PAGE TEXT ->
------------------------------

Some days I feel that I am forgiving H (it is an ongoing process as he continues to do or say things that have the potential to hurt, if I let them), but at the moment I find the idea of reconciliation (even at some undefined moment in the future) the tough one.

I stumbled on this Buddhist site and the following excerpts from a post entitled "The Difference Between Forgiveness and Reconcilation", http://mettarefuge.wordpress.com/2010/01/18/the-difference-between-forgiveness-and-reconcilation/

It helped me sort out some of the mess in my head about these things and why I can sometimes find the ability to forgive, but I find the idea of a friendship or any relationship with H so difficult right now. If others are struggling with similar questions, maybe this will be of some help to you too.

Quote
The Pali word for forgiveness-khama-also means “the earth.” A mind like the earth is non-reactive and unperturbed. When you forgive me for harming you, you decide not to retaliate, to seek no revenge. You don’t have to like me. You simply unburden yourself of the weight of resentment and cut the cycle of retribution that would otherwise keep us ensnarled in an ugly samsaric wrestling match. This is a gift you can give us both, totally on your own, without my having to know or understand what you’ve done.

------------------------------

PROBLEMS ->
**1.** From the post on forgiveness, copy the stretch from "It helped me" through "to you too.".
**2.** According to the post on forgiveness, what else does the Pali word khama mean?
**3.** Summarize the post on forgiveness in two sentences.

------------------------------

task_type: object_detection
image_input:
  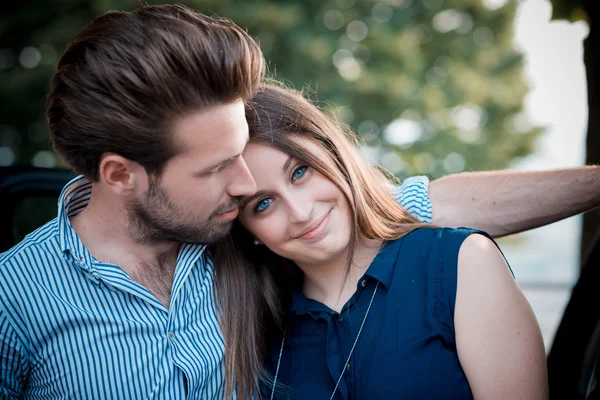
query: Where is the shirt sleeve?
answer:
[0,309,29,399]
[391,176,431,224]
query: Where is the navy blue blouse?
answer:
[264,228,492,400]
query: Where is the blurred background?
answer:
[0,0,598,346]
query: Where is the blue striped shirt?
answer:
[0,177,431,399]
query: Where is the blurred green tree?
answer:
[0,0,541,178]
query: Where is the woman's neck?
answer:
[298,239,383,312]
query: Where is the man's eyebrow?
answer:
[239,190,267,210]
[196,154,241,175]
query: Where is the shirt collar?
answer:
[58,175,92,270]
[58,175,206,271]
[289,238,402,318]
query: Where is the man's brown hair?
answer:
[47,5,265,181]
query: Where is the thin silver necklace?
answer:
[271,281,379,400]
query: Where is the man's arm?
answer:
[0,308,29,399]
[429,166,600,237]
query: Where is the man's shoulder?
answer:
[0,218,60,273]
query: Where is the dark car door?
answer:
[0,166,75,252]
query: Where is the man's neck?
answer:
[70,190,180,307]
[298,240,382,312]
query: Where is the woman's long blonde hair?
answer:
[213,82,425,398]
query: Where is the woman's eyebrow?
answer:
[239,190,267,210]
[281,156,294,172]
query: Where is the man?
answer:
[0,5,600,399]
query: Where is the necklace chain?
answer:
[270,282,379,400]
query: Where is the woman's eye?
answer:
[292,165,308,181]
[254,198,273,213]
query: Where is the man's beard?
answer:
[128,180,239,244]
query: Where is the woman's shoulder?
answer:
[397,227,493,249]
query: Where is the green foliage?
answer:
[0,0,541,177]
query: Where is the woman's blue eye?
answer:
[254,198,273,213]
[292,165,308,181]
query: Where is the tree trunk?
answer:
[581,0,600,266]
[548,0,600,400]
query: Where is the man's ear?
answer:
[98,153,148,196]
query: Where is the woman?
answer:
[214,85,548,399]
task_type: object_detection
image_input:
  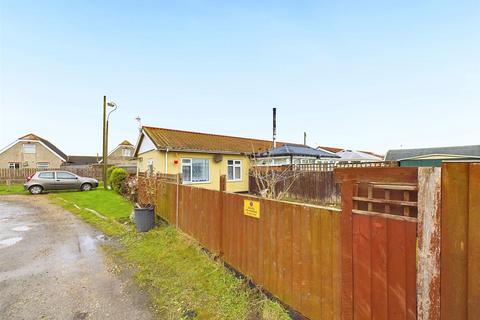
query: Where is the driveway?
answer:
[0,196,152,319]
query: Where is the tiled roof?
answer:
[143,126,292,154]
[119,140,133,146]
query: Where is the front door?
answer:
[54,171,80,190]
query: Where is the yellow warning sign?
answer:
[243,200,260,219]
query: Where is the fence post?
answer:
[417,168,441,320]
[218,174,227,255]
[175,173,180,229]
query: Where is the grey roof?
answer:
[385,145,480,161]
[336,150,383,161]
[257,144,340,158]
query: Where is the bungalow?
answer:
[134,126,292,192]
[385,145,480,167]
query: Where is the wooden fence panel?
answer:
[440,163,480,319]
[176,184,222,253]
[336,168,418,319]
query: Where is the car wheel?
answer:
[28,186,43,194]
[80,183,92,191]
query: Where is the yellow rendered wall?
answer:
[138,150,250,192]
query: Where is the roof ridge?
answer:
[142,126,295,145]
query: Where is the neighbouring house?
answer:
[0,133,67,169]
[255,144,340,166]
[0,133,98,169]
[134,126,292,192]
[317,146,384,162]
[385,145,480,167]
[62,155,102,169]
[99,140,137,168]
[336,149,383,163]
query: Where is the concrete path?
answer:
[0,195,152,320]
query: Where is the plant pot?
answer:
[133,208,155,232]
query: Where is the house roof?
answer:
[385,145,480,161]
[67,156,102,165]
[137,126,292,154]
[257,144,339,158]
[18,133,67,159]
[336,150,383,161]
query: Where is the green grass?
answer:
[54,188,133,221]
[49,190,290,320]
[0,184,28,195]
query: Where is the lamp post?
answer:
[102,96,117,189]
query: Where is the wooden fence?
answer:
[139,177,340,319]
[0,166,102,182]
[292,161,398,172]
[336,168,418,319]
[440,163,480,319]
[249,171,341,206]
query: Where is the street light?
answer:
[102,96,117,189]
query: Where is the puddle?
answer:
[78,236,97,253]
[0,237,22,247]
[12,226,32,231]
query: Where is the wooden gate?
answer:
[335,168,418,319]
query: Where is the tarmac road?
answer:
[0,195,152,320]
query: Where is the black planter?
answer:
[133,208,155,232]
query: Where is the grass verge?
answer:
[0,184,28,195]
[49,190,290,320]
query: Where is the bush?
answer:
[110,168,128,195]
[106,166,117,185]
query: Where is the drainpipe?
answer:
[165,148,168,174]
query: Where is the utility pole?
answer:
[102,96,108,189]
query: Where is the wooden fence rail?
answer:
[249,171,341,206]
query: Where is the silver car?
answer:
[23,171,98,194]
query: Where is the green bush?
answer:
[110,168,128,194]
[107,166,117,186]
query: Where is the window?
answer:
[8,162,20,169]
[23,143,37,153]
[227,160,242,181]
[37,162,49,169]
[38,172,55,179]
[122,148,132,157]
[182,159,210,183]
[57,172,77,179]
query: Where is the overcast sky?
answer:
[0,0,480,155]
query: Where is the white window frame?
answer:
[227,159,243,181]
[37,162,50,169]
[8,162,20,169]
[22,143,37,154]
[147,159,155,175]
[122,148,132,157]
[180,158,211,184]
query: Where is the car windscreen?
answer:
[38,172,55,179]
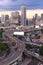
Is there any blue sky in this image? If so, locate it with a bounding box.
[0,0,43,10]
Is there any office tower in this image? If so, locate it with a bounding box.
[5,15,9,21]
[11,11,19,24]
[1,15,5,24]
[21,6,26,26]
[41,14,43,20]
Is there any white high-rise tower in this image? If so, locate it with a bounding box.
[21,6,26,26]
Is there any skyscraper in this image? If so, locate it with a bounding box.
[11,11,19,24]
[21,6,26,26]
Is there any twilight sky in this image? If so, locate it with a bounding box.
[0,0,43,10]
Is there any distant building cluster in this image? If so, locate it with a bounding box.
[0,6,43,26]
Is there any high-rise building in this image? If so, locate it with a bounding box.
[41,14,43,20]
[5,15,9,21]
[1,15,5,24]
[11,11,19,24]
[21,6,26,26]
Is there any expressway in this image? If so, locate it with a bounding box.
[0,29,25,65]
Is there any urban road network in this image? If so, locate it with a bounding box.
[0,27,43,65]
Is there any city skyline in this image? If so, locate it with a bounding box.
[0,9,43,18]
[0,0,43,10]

------------------------------

SOLUTIONS IN ORDER ->
**1.**
It helped me sort out some of the mess in my head about these things and why I can sometimes find the ability to forgive, but I find the idea of a friendship or any relationship with H so difficult right now. If others are struggling with similar questions, maybe this will be of some help to you too.

**2.** It also means "the earth."

**3.** The writer can sometimes forgive H but finds the idea of reconciliation hard, and shares excerpts from a Buddhist post on the difference between forgiveness and reconciliation that helped sort out these thoughts. The quoted passage says the Pali word for forgiveness, khama, also means "the earth," and describes forgiving as deciding not to retaliate, setting down resentment, and cutting the cycle of retribution, which a person can do entirely alone.